[start]
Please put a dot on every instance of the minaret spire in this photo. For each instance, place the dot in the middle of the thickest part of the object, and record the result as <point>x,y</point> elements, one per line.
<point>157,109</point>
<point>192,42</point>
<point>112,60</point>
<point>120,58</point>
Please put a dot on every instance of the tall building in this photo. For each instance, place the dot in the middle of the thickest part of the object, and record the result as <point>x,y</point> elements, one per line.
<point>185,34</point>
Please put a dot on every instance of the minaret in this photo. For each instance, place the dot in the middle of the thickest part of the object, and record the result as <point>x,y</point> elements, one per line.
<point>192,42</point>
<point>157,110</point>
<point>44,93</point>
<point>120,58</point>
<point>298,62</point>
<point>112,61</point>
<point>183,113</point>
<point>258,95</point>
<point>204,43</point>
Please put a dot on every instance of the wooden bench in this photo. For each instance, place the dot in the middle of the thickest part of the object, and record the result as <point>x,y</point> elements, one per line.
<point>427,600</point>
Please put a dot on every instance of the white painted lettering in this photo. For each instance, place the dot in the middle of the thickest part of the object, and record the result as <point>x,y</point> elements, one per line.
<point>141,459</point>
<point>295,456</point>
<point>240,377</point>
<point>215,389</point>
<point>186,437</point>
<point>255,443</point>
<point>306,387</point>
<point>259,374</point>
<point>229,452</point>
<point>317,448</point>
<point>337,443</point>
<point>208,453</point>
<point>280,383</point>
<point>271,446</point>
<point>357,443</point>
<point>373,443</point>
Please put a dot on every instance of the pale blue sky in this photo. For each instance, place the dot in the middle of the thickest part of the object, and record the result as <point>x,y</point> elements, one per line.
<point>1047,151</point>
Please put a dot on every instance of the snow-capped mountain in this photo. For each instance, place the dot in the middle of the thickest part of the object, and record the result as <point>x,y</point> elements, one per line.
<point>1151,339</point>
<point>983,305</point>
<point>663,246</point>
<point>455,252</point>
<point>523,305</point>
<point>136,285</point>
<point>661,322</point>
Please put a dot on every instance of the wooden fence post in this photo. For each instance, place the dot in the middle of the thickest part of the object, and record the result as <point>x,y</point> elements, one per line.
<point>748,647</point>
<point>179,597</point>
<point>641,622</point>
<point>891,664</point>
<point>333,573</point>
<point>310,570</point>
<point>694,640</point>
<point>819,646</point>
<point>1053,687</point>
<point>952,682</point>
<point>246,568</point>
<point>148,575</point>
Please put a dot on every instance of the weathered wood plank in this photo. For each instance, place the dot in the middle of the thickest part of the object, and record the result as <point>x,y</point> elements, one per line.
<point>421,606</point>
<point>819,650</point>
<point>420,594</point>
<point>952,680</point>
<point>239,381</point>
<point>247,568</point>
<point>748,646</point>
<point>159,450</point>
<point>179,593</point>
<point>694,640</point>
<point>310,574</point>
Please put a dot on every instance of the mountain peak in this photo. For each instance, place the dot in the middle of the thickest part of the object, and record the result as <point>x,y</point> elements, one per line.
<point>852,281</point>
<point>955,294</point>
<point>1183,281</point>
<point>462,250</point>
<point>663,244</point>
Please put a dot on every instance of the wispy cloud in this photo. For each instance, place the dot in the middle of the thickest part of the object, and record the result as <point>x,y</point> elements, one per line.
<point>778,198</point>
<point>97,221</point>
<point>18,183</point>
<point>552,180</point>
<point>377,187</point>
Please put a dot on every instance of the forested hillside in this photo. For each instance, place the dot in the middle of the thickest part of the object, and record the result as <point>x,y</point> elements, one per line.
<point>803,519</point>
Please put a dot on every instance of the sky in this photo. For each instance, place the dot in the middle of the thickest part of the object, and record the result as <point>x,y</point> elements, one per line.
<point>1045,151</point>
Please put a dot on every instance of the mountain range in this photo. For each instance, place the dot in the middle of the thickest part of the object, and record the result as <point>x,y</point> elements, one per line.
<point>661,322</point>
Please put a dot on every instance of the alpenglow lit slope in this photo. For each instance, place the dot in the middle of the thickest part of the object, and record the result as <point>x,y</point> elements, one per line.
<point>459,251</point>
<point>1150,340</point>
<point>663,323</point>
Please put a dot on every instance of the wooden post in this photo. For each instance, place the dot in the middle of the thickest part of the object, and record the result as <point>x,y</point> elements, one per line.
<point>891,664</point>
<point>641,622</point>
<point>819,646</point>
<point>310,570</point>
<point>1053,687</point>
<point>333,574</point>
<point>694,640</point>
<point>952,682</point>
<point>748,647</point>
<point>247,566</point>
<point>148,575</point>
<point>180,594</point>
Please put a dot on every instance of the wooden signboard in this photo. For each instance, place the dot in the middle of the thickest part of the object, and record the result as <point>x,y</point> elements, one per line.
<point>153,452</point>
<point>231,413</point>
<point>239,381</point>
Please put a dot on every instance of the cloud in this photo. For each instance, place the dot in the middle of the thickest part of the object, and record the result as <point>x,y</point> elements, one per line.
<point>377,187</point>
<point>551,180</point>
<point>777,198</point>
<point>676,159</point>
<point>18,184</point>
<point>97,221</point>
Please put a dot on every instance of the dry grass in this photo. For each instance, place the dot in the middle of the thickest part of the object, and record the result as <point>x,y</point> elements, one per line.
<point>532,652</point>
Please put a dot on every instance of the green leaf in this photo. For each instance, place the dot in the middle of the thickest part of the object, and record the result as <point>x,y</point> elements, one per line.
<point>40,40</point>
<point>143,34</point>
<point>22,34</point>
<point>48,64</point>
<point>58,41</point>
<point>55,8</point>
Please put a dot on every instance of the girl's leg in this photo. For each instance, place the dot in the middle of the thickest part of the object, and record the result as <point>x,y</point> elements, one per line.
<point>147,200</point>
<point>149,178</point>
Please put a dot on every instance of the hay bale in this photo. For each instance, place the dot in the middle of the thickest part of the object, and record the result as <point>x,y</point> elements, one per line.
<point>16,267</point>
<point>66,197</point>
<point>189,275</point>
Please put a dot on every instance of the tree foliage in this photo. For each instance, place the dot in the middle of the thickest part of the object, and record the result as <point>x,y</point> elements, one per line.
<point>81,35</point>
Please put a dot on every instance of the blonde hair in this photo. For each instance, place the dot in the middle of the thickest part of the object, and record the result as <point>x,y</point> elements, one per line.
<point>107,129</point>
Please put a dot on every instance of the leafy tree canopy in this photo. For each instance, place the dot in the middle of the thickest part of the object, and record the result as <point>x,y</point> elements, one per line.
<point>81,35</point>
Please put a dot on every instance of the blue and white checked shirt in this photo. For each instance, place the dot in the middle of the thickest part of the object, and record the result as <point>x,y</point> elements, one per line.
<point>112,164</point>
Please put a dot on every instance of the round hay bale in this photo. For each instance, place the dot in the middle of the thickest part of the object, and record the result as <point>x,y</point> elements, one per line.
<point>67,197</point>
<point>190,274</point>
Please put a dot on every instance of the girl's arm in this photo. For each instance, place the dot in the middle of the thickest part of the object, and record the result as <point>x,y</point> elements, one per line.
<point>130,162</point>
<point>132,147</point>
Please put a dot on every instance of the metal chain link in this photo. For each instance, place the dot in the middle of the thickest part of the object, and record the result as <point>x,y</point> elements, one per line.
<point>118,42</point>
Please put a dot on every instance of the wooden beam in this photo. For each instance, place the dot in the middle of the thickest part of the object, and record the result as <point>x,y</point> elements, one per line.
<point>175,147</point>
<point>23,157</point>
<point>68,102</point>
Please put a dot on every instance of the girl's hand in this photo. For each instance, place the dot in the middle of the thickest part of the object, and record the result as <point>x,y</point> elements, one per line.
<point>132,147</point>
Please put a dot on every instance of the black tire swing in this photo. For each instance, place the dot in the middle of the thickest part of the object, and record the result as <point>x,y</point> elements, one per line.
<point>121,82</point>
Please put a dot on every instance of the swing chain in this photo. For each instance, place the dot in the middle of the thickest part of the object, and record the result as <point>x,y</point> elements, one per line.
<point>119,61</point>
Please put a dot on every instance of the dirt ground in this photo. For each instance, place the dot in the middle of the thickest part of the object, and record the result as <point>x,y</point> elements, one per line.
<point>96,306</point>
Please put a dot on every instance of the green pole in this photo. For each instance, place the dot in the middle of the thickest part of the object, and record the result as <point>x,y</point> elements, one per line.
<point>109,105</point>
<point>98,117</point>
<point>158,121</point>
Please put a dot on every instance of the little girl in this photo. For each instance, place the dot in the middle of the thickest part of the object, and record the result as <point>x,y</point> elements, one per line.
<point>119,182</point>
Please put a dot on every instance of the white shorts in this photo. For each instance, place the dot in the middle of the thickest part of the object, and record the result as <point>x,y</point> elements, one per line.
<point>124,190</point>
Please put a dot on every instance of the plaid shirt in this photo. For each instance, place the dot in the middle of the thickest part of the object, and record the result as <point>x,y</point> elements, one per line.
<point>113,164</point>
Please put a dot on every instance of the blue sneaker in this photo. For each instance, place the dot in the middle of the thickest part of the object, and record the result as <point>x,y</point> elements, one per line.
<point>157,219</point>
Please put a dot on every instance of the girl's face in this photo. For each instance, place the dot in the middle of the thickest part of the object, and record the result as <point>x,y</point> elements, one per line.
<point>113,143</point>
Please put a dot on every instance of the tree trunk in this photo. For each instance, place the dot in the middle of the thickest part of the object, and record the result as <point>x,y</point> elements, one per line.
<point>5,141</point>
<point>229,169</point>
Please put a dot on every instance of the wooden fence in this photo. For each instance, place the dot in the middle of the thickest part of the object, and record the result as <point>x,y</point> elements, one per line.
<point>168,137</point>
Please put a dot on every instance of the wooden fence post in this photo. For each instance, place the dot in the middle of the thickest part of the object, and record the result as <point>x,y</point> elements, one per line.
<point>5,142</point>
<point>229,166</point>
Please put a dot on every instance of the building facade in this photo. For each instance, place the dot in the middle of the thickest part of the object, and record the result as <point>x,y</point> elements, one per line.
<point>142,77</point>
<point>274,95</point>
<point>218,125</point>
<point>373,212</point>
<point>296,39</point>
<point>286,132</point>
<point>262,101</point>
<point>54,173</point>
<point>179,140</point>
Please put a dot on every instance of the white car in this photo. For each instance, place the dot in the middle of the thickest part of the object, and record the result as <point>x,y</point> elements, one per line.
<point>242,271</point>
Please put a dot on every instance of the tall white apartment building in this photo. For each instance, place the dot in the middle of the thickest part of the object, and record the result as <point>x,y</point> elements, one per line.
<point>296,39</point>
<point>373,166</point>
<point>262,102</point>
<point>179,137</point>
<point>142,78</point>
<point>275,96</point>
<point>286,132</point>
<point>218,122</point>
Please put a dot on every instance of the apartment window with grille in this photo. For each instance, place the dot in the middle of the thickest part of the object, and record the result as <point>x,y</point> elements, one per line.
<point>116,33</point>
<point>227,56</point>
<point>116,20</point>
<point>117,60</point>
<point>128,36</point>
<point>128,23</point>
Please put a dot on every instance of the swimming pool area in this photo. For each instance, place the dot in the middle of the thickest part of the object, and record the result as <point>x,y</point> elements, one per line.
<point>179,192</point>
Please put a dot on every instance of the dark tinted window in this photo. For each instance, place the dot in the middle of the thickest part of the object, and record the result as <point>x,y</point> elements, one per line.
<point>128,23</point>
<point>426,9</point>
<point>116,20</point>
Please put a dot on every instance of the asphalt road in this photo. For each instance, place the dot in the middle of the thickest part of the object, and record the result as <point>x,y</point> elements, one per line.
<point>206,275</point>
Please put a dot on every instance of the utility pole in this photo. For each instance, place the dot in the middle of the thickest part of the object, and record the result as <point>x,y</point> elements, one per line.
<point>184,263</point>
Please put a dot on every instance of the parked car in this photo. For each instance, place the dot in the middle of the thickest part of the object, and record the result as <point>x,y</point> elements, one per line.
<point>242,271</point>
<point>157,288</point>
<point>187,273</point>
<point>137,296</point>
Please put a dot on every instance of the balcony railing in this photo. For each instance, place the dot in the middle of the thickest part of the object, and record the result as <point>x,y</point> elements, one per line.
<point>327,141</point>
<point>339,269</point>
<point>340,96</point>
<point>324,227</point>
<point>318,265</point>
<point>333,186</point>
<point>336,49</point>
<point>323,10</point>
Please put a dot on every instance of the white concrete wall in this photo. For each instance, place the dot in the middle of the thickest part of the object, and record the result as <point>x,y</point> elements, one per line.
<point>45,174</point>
[end]
## Task to complete
Reproduce the items above word for word, beginning at the line that contains "Please put a dot on every instance of the mountain range" and stopping after the line that contains "<point>663,323</point>".

## Finished exercise
Please put a dot on every instance of the mountain range in this photo. For each instance, place the dot in the middle of the thickest part of the object, and record the result as <point>x,y</point> elements, one per line.
<point>661,322</point>
Please put a dot on every instance of the alpenglow lit slope in this photo. For each instance, place the dot in the middle of the thickest part of the object, and record the result as <point>x,y</point> elements, one per line.
<point>459,251</point>
<point>1150,340</point>
<point>663,323</point>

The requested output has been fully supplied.